--- start ---

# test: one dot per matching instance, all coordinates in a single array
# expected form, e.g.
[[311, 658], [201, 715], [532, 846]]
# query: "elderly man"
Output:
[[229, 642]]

--- end ---

▸ **SHORT EXERCISE**
Render every line of the records above as a JSON list of strings, one string per line, and omit any blank lines.

▸ **SOLVED EXERCISE**
[
  "# test: one dot per matching instance, all coordinates in a single array",
  "# expected form, e.g.",
  "[[311, 658], [201, 715], [532, 846]]",
  "# query: \"elderly man\"",
  "Output:",
  "[[229, 642]]"
]